*AUFGABE:*
Führen Sie den Ausgangstext über Nikodemus im Anschluss an seinen letzten Satz weiter.

Nikodemus verliess also den Herrn einerseits mit dem klaren Zeugnis über das, was er dringend brauchte, und anderseits mit dem, was Gott für ihn bereitstellen würde. Wir wissen nicht, ob das Gespräch des Herrn Jesus mit ihm eine unmittelbare Auswirkung hatte. Doch wir können sicher annehmen, dass es bei ihm eine tiefe Herzensübung hervorrief.

Das zweite Mal lesen wir in Johannes 7,50-52 von Nikodemus. Da sehen wir ihn als einen, der zum Synedrium, dem Rat der Juden, gehörte. Dort waren viele Pharisäer bemüht, den Herrn zu beseitigen. Der Widerstand und die Feindschaft hatte ständig zugenommen. Jeder Beweis der Macht Gottes, jedes Wort der Gnade und der Wahrheit aus dem Mund des Herrn Jesus hatten, anstatt ihre Herzen weicher zu machen, sie nur noch entschlossener gemacht, Ihn umzubringen. Auf dem Fest der Laubhütten, wo seine Worte der Gnade so klar und sein Zeugnis so eindeutig waren, sandten sie Diener, um Ihn zu verhaften (Joh 7,32). Doch diese kehrten ohne Ihn zurück und wurden gefragt: «Warum habt ihr ihn nicht gebracht?» Ihre Antwort lautete einfach: «Niemals hat ein Mensch so geredet wie dieser Mensch.»

Bildgestützte Zeigedaten:
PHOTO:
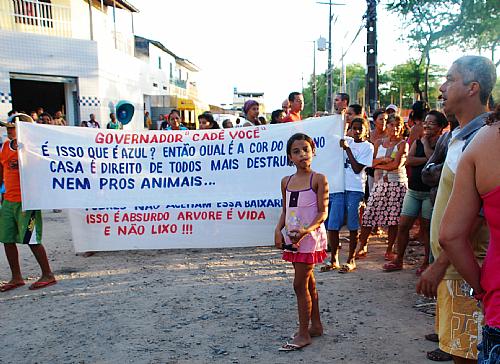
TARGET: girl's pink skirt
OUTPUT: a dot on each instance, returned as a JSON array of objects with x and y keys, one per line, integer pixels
[{"x": 308, "y": 258}]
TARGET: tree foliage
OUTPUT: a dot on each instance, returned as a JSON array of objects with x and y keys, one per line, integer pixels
[
  {"x": 395, "y": 85},
  {"x": 438, "y": 24}
]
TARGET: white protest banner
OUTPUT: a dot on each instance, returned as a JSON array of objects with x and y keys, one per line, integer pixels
[
  {"x": 75, "y": 167},
  {"x": 158, "y": 227}
]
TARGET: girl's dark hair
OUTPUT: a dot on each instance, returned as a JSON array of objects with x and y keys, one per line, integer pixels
[
  {"x": 440, "y": 118},
  {"x": 210, "y": 118},
  {"x": 173, "y": 111},
  {"x": 274, "y": 116},
  {"x": 395, "y": 119},
  {"x": 376, "y": 114},
  {"x": 420, "y": 109},
  {"x": 362, "y": 121},
  {"x": 293, "y": 138}
]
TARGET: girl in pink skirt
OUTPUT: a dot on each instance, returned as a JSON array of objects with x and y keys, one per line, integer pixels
[{"x": 305, "y": 202}]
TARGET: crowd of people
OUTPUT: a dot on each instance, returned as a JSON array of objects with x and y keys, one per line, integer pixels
[{"x": 439, "y": 169}]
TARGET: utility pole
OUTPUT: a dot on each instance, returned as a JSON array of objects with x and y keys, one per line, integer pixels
[
  {"x": 315, "y": 95},
  {"x": 329, "y": 72},
  {"x": 371, "y": 91},
  {"x": 329, "y": 98}
]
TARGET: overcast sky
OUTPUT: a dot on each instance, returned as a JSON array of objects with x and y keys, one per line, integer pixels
[{"x": 265, "y": 45}]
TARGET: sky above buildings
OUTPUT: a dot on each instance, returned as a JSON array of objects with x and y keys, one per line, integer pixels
[{"x": 266, "y": 45}]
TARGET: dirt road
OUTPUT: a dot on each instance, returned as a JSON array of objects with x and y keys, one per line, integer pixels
[{"x": 203, "y": 306}]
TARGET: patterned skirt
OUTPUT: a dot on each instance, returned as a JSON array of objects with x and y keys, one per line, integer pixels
[{"x": 385, "y": 203}]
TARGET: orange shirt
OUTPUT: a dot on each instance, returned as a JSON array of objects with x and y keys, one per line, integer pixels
[
  {"x": 10, "y": 164},
  {"x": 292, "y": 117}
]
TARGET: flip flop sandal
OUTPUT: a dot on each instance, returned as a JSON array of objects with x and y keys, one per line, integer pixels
[
  {"x": 392, "y": 267},
  {"x": 432, "y": 337},
  {"x": 39, "y": 285},
  {"x": 389, "y": 256},
  {"x": 346, "y": 268},
  {"x": 438, "y": 355},
  {"x": 361, "y": 255},
  {"x": 9, "y": 286},
  {"x": 290, "y": 347},
  {"x": 328, "y": 268}
]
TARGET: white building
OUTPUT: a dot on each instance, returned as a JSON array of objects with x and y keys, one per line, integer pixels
[{"x": 82, "y": 57}]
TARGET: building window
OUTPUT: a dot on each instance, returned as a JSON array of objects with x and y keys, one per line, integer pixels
[{"x": 33, "y": 12}]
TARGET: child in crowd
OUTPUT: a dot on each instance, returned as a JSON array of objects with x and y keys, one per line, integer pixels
[
  {"x": 358, "y": 155},
  {"x": 305, "y": 200},
  {"x": 17, "y": 226}
]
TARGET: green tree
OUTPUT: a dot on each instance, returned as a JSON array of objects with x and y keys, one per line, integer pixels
[
  {"x": 399, "y": 84},
  {"x": 437, "y": 24},
  {"x": 355, "y": 82},
  {"x": 477, "y": 26},
  {"x": 429, "y": 26}
]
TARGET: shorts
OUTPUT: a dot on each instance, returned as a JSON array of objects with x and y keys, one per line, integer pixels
[
  {"x": 489, "y": 349},
  {"x": 20, "y": 227},
  {"x": 343, "y": 203},
  {"x": 416, "y": 202},
  {"x": 460, "y": 319}
]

*ANTWORT:*
Doch die Pharisäer versuchten sofort, Ihn herabzuwürdigen: «Hat wohl jemand von den Obersten an ihn geglaubt?» Sozusagen als Antwort auf ihre Frage, äusserte sich nun einer von ihnen und plädierte wenigstens für eine gerechte Behandlung des Herrn. Wenn sie bereit gewesen wären, eine faire, unparteiische Untersuchung seiner Taten und Worte zuzulassen, wäre das Resultat eindeutig gewesen.

Hier trat Nikodemus öffentlich auf und forderte die Fairness, die das Gesetz Gottes im Fall eines Angeklagten verlangte. Er weigerte sich, in die Verurteilung eines Menschen einzustimmen, dessen Schuld gar nicht bewiesen war. Vielleicht dürfen wir sogar annehmen, dass Nikodemus weitergegangen wäre und gesagt hätte, dieser Mensch sei unschuldig.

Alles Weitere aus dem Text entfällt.